# WHAT TO PRODUCE
In the data below, turn the lines from the one containing "Where in the photo above do you see the brown" up to and including the one containing "[39,19,985,604]" into a numbered list, omitting any blank lines.
──────── RECORDS TO USE
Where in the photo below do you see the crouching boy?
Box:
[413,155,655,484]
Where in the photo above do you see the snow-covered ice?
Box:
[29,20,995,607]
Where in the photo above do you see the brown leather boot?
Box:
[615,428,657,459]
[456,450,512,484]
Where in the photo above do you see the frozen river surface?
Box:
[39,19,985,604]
────────────────
──────── RECORDS TO USE
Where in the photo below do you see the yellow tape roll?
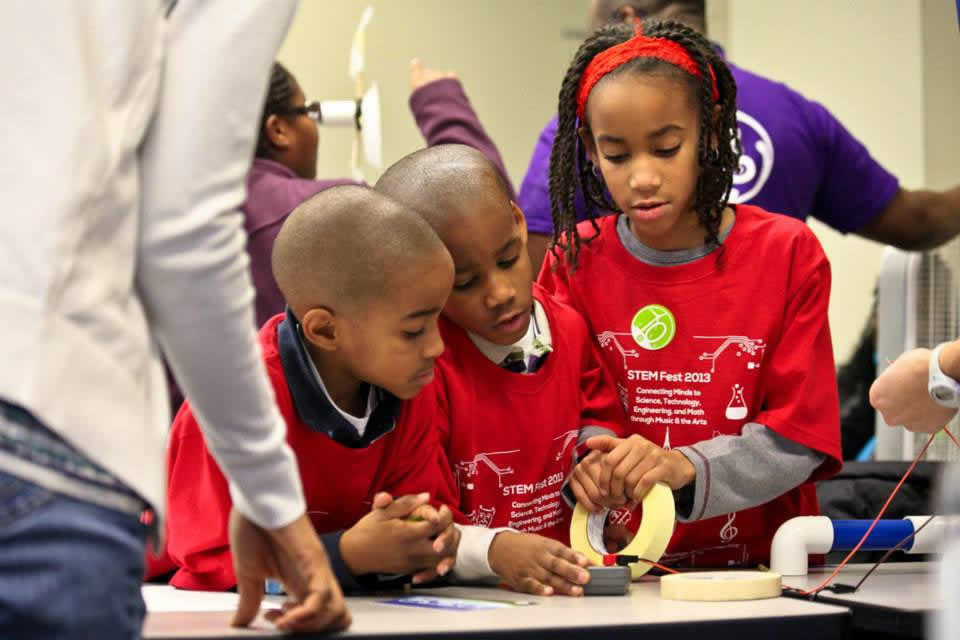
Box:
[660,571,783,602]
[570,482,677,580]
────────────────
# TASK RESULT
1. Where in the photo above do you see the brown leather boot?
2. Box:
3. [615,428,657,459]
4. [456,450,512,484]
5. Where in the photo above do you see the frozen river surface?
6. Box:
7. [39,19,985,604]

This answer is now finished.